Exercise requirements
1. Answer these questions about the fishing thread:
(a) What two kinds of fish did Twilson report catching?
(b) Which state did 24ft fishmaster name?
(c) Which user suggested "lumps"?
2. Write the next part of the fishing thread, picking up after its last line.

Document extract
# # # # #
# Yft



## Twilson (Jul 15, 2015)

We went yesterday and caught a few yellow fin and black fin by lunch time and headed back in.


----------



## LIM-IT-OUT (Aug 26, 2014)

Absolutely incredible!!!! Beautiful fish*


----------



## Specktackler357 (Jun 28, 2016)

Wow. Drooling 


Sent from my iPhone using Tapatalk


----------



## amarcafina (Aug 24, 2008)

Looks like several other boats around.. what area did you hit..???


----------



## submariner (Oct 2, 2007)

I am thinking La


----------



## 24ft fishmaster (Apr 26, 2012)

Definitely Louisiana


----------



## Keithcooking (Jun 24, 2015)

Probably lumps


----------



## Bill Me (Oct 5, 2007)
# # # # #
[Data items]
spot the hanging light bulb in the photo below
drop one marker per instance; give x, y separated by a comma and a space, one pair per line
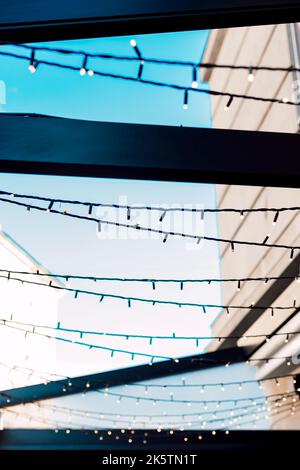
250, 75
194, 77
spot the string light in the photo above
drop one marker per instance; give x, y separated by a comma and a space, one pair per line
128, 299
245, 411
185, 99
152, 230
154, 400
32, 330
173, 86
163, 210
33, 63
194, 77
228, 104
250, 75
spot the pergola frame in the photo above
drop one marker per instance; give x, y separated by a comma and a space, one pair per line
34, 144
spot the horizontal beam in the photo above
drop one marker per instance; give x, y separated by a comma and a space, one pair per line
68, 19
46, 145
118, 377
241, 445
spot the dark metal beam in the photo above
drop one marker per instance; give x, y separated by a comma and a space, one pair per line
34, 20
243, 444
46, 145
120, 377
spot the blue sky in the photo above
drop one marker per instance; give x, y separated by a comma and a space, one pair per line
65, 245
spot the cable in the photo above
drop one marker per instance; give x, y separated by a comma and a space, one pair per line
151, 60
131, 299
141, 398
160, 84
154, 281
134, 353
146, 386
245, 411
166, 234
91, 204
151, 338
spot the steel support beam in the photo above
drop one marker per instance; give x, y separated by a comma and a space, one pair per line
46, 145
119, 377
34, 20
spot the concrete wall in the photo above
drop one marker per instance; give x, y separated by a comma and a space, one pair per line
270, 46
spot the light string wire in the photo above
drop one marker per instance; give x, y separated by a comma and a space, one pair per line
136, 418
139, 79
246, 411
151, 280
166, 234
133, 354
150, 60
42, 374
91, 204
153, 301
205, 402
273, 410
268, 403
151, 338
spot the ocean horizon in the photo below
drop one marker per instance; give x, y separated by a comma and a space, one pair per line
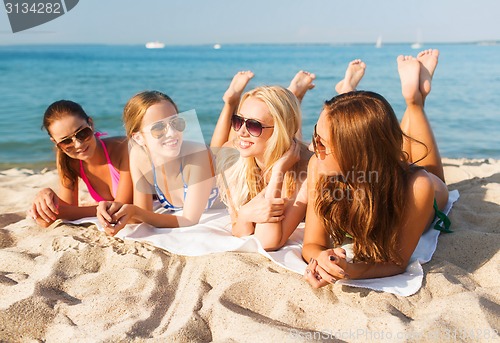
# # # # #
Set of answers
1.
(a) Yellow fin and black fin
(b) Louisiana
(c) Keithcooking

2.
Day trip from Pensacola is tough. Nice tuna!


----------



## Twilson (Jul 15, 2015)

Yeah we ran East out of Venice. The word got out that the fish were there and it was a little crowded in the area. I believe we were about 100- 115 miles from the Perdido pass.


----------



## amarcafina (Aug 24, 2008)

Thanks for the report !!


----------



## WhyMe (Apr 21, 2013)

Nice fish. Tuna Town you got to love it.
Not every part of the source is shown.